◆ **WHAT TO WORK ON**
Pick out every line in the records below that contains the word "cloudy", and copy each of those lines.

◆ **RECORDS PROVIDED**
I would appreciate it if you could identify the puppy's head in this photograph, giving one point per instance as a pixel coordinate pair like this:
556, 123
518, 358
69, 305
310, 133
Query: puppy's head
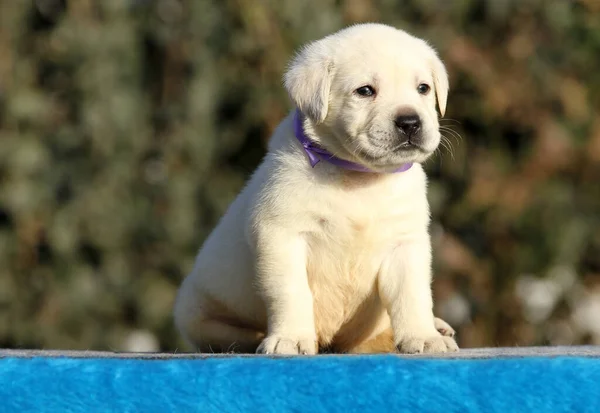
370, 92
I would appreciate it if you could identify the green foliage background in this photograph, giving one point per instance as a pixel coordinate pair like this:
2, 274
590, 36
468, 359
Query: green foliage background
127, 126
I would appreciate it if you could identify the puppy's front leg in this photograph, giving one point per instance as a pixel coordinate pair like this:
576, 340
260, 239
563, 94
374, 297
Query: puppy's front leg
283, 285
405, 289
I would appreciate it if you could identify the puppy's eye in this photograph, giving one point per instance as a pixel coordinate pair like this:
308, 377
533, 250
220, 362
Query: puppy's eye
366, 91
423, 88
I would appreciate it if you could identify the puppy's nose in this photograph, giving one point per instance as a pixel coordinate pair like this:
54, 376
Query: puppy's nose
408, 124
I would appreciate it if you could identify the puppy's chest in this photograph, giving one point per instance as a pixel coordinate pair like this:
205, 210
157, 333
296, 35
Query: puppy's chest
356, 230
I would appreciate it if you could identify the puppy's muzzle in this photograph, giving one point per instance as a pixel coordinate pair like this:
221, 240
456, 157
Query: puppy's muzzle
409, 128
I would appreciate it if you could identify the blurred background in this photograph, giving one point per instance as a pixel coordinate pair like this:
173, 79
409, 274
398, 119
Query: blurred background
128, 126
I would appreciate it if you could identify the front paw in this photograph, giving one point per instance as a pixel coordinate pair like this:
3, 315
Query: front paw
435, 343
285, 345
443, 327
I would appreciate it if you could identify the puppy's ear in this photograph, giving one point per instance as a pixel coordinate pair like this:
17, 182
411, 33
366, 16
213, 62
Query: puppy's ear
308, 81
440, 82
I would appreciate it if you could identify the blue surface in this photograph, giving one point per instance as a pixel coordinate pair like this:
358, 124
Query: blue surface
381, 383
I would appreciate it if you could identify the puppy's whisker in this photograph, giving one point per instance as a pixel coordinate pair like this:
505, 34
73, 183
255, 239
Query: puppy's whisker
451, 131
450, 120
445, 142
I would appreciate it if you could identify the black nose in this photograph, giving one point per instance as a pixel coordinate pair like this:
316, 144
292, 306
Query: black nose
408, 124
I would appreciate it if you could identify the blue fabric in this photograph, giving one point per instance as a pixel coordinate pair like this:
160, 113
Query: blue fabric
337, 384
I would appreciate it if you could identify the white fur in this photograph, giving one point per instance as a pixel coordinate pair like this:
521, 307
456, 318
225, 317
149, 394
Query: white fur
323, 255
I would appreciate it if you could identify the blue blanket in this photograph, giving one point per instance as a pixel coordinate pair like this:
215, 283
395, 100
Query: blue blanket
494, 381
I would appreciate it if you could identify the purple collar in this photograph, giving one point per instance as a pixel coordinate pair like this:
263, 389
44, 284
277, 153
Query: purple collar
315, 153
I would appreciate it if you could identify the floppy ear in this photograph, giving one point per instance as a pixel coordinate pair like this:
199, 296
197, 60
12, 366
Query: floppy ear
440, 82
308, 81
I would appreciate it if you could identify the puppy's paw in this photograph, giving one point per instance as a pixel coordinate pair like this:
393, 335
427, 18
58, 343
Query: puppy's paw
432, 344
283, 345
443, 327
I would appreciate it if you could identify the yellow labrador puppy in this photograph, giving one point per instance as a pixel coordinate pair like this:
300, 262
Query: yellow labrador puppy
327, 247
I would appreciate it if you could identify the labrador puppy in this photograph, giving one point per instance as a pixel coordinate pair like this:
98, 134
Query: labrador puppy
327, 247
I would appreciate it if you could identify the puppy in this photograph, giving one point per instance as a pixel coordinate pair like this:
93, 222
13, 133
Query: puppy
327, 247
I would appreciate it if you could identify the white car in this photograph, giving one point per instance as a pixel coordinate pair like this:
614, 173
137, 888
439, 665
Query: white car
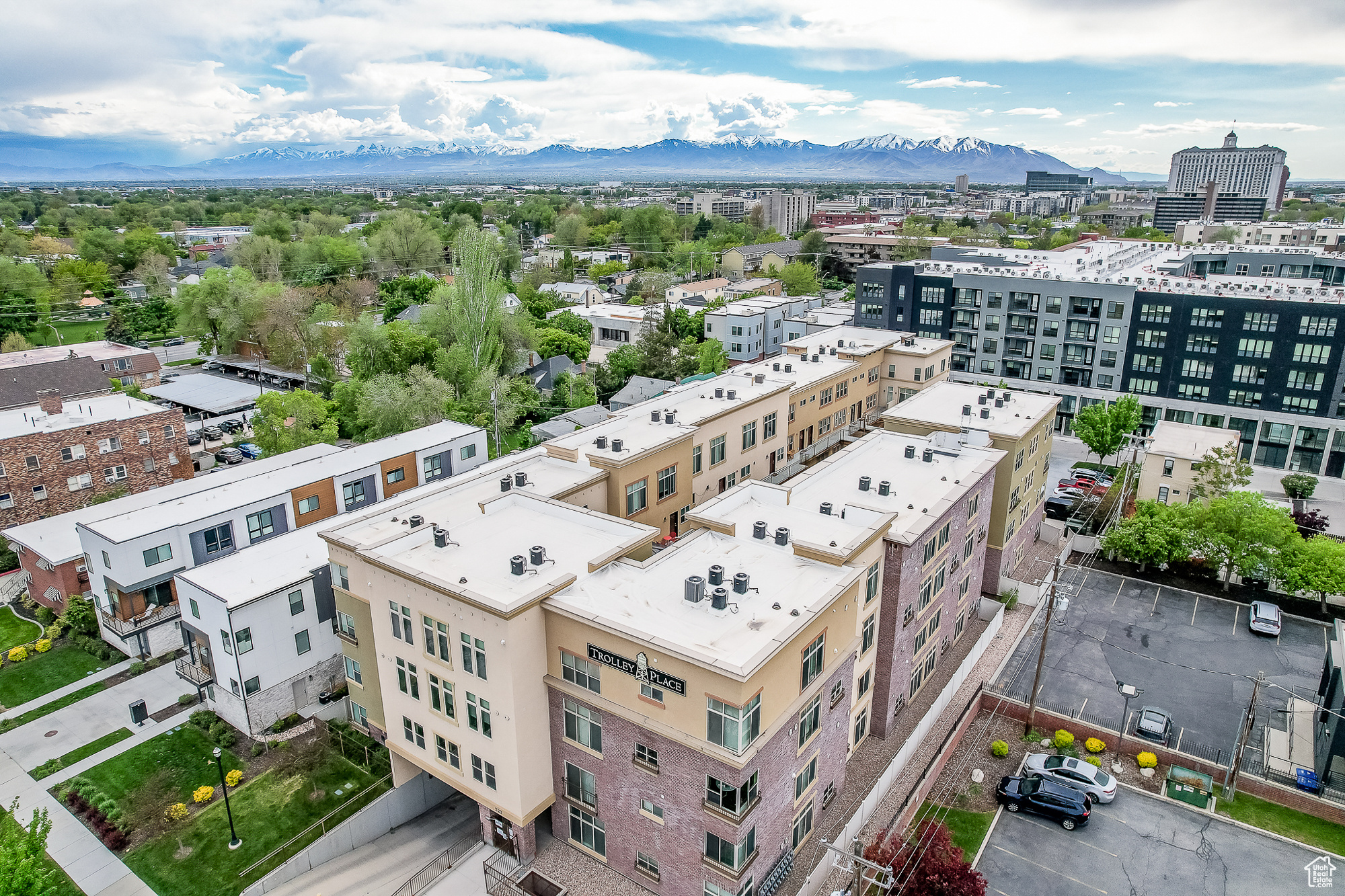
1073, 772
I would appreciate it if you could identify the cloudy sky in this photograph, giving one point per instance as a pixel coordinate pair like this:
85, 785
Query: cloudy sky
1118, 85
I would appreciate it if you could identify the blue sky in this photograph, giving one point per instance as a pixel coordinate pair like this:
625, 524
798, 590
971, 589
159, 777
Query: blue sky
1117, 85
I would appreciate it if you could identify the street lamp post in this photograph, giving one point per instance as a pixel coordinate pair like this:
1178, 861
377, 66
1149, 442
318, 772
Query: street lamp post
220, 763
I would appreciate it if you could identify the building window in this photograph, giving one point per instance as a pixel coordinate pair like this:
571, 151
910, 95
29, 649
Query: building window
158, 555
583, 725
734, 727
260, 524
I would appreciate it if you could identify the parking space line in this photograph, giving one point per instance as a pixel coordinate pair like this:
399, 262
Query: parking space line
1052, 870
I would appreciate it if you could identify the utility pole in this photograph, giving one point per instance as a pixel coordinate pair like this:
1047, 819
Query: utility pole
1042, 653
1231, 788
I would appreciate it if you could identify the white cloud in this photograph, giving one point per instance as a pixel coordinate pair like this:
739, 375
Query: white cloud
952, 81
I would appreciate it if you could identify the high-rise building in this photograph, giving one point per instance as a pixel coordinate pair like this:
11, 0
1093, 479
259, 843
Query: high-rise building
1257, 173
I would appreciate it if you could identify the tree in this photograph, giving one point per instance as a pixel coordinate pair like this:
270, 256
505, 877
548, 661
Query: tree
1105, 428
407, 244
1221, 471
24, 854
290, 420
1315, 565
1156, 534
1243, 532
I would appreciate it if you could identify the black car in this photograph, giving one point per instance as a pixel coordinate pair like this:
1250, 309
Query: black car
1035, 794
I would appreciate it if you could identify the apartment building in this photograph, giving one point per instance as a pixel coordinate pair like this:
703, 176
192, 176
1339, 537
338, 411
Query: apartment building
59, 456
134, 552
1022, 425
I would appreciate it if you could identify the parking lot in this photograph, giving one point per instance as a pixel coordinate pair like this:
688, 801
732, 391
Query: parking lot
1140, 845
1161, 641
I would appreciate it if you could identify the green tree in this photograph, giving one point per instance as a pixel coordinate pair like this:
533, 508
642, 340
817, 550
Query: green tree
1221, 471
24, 854
1242, 532
1105, 428
290, 420
1315, 565
1156, 534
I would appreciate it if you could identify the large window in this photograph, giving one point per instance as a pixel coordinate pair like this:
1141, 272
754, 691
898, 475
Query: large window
583, 725
734, 727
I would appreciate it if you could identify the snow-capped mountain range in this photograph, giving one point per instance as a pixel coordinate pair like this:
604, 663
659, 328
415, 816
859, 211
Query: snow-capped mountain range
883, 158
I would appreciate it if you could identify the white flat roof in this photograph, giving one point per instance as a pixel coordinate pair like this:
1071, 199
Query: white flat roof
57, 538
649, 603
942, 405
24, 421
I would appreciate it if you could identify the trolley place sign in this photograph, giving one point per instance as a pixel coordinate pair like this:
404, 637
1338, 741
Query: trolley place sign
638, 667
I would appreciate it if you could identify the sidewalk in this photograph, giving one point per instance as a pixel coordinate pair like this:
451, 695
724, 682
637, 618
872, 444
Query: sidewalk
68, 689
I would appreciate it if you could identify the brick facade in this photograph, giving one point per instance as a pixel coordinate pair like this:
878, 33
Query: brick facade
680, 786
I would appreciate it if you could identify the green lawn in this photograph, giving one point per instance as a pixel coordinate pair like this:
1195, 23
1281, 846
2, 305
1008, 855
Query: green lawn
14, 630
44, 673
268, 811
87, 751
185, 754
1288, 822
968, 829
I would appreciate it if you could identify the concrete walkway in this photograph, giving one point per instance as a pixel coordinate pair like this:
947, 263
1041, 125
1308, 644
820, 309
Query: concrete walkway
91, 719
108, 671
383, 866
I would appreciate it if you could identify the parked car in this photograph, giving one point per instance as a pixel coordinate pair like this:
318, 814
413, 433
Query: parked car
1036, 794
1155, 724
1265, 618
1074, 772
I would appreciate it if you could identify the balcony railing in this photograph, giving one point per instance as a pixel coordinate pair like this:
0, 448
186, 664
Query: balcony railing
194, 673
153, 616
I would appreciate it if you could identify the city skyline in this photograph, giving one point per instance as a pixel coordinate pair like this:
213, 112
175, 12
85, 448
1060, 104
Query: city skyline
603, 76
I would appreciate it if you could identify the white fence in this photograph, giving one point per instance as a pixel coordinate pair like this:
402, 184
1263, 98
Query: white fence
817, 880
395, 807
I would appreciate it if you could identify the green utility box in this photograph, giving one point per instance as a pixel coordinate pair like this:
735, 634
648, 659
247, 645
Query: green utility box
1191, 787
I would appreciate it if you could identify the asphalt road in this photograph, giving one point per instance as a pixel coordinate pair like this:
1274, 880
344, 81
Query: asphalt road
1194, 655
1140, 846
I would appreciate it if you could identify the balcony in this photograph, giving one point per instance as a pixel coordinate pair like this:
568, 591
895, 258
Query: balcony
151, 616
194, 673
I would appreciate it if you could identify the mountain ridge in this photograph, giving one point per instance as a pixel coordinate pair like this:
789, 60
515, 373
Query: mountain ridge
876, 158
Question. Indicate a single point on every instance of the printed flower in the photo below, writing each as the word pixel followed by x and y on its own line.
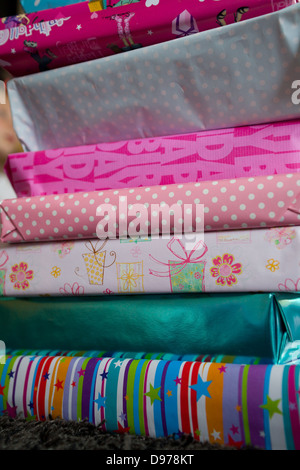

◆ **REPLY TO THE EXERCISE**
I would appreciate it if you could identify the cloudy sky in this photograph, giving one point per instance as a pixel coordinate pair like this:
Query: cloudy sky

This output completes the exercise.